Принесение себя в жертву обществу и властвование вместе с ним входят в состав не только садомазохистского психического комплекса, который преимущественно имели в виду исследователи «авторитарного характера», но и любого душевного склада в той степени, в какой тот не автономен, не завершен в качестве микрокосма. У людей с та­кой нецелостной психикой общество — макрoкосм, безмерно превосходящий их дефи­цитар­ную внутреннюю реальность, — вызывает страх, который лишь оно и может по­га­сить. Но вполне ли? Злокачественный (не допускающий интимизации публичной роли) конфор­мизм проецирует страх перед своим обществом на сопряженное с ним, в прин­ци­пе — на всякое иное, оборачиваясь ксенофобией. Чем более отчужденность от соб­ст­вен­ной жиз­ни снимается в приспосабливании к ближайшей среде, тем меньше прав на су­ще­ст­во­вание у витальности, не принадлежащей этому контексту.7 Как и invidia, de­vo­tio всту­па­ет в противоречие с aemulatio, но самоуничижение в пользу Другого, в от­ли­чие от за­ви­сти, не подлежит, разумеется, никакому сдерживанию обычаями и инсти­ту­циями. «Без­ындивидуальность» (термин Липавского) являет собой как раз ту силу, ко­то­рая крепит доксу (противостоя бродящим в ней зависти и рессентименту), при­дает ее символическому порядку не сдвигаемую с места вещественность, матери­аль­ную мо­ну­менталь­ность, ибо не распознает условности социально укорененного по­ве­дения. Кон­формис­ты — потребители социального капитала, не озабоченные его пони­ма­нием, ко­то­рое предполагает дистанцирование от него.

Вразрез с экстравертным, интровертный социальный страх не что иное, как импло­зия, обрушение в себя поведенческих конвенций, не вписывающихся в телo, психически со­средоточенноe на сво­ей гибельности. За неуверенностью в себе у актера, захвачен­но­го такой орга­ни­ческой негативностью, таится боязнь провалить стандартную роль, ко­то­рую ему пред­сто­ит ра­зыграть на глазах у зрителей или в процессе кооперации с парт­не­рами. За­труд­ня­ется быть как все и как полагается (comme il faut) тот, кто не хочет рис­ковать об­щим сим­во­лическим достоянием, кто отгорожен от него пребыванием в аго­нии — в сво­ей слишком кризисно ощуща­е­мой обреченности смерти, кому кажется, что его автопре­зен­тация разрушит си­сте­му, тре­бу­ющую, чтобы индивиды становились ре­презен­тан­та­ми социального ус­трой­ст­ва. Тогда как завистник воображает себе ликви­да­цию нехватки, человек, плохо справляющийся с социальными нагрузками, не в сос­то­янии развернуть в голове сценарии предстоящих ему действий. Ин­тро­вер­т­ная социо­фо­бия обостряется, когда личность, ко­торой она владеет, стал­кива­ет­ся с но­вой ситу­а­ци­ей (cм. oб этом, например: Mark R. Leary, Robin M. Kowalski. Op. cit. 38 ff, 123 ff). Эта рас­терянность во внезапно на­ступающих обстоя­те­ль­ствах про­ти­воположна игнориро­ва­нию таковых конформис­том, для которого зна­чи­мо одно ста­рое, который продолжа­ет, вопреки непредвиденным из­менениям, вести се­бя по из­но­си­в­шемуся, не подходяще­му к ним образцу.
────────────────────────────────────────
-- Задания --
#1 Определите, согласуются ли с фрагментом о конформизме и социальном страхе три утверждения: (а) термин «безындивидуальность» принадлежит Липавскому; (б) самоуничижение в пользу Другого сдерживается обычаями; (в) интровертная социофобия ослабевает, когда человек попадает в новую ситуацию. На каждое ответьте «да» или «нет» и приведите решающие слова фрагмента дословной цитатой.
#2 Продолжите, пожалуйста, фрагмент о конформизме и социальном страхе с того места, где он заканчивается.

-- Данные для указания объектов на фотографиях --
────────────────────────────────────────
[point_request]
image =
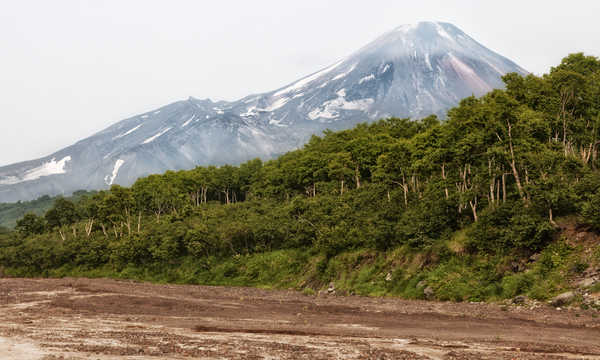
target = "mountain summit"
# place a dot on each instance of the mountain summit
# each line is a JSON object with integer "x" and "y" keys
{"x": 411, "y": 71}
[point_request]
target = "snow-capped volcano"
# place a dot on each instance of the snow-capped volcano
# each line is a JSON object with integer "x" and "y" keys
{"x": 411, "y": 71}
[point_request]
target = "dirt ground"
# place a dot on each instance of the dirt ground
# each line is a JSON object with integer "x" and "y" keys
{"x": 106, "y": 319}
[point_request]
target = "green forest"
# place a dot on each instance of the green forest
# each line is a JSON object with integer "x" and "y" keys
{"x": 459, "y": 206}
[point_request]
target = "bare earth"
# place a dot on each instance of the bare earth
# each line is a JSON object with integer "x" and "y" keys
{"x": 108, "y": 319}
────────────────────────────────────────
-- Ответы к заданиям --
#1
(а) Да: «(термин Липавского)».
(б) Нет: «не подлежит, разумеется, никакому сдерживанию обычаями».
(в) Нет: «обостряется, когда личность».

#2
Так же как каждый член социума хотя бы отчасти деперсонализован, он отчасти и ис­пытывает стресс при отправлении своих публичных обязанностей, коль скоро все мы смерт­ны и, стало быть, привносим в «need to belong» некую шаткость, какое-то не­со­вер­шенство. Напряженность возрастает, если нам приходится выступать в социальном об­личье за горизонтом наших автоматизированных ожиданий, то есть там, где нас подсте­ре­гает и вообще жизненный финал. В случае биофобии опасения сорвать постановку со­ци­ального спектакля делаются экстраординарными. Они, однако, могут служить не толь­ко поводом для воздержания от действий, для инкапсюляции, но и стимулом для столь же экстраординарного выхода из интровертированного социального страха в твор­ческую активность, соперничающую с поведением по обычаю и мышлением в со­гла­сии с доксой. Creatio ex nihilo попирает смерть смертью же, удваивает само­от­ри­ца­ние субъекта, водружающего тем самым на месте своей биофобии конструктивную не­кро­филию, которая позволяет ему сопротивляться ближним другим — живущим по со­ци­альному договору — и сопереживать самым дальним другим — навсегда покинувшим нас. Не­кро­филия была несправедливо скомпрометирована Франкфуртской школой. При этом, од­нако, не было учтено, что субъект, овнутривающий negatio negationis, спо­со­бен в результате выстраивать свой личный перформанс («self-fashioning», по терми­но­логии Сти­вена Гринблатта) и создавать миф, соответствующий такой, отпадающей от об­щест­венных норм, самореализации. Средневековье далеко не случайно сконцен­т­риро­ва­ло творческую деятельность в монастырских стенах, где нашли прибежище те, кто умертвил себя для профанной социальности, кто выработал правила мистериаль­но­го общежития-из-смерти. Предлагаемые современной психологией методы лечения от социофобии (сужаемой, как говорилось, до эскапизма) нацеливаются, по существу де­ла, на то, чтобы научить мучимых робостью и застенчивостью пациентов приспо­соб­ленчеству, чтобы подменить у них интровертный страх экстравертным, вменив им так на­зываемую «социальную компетенцию».8 Но у человека есть и внутренние силы для пре­одоления социальной беспомощности, и эта автотера­пия состоит в претворении смерт­ной тоски в культурно-производительную энергию.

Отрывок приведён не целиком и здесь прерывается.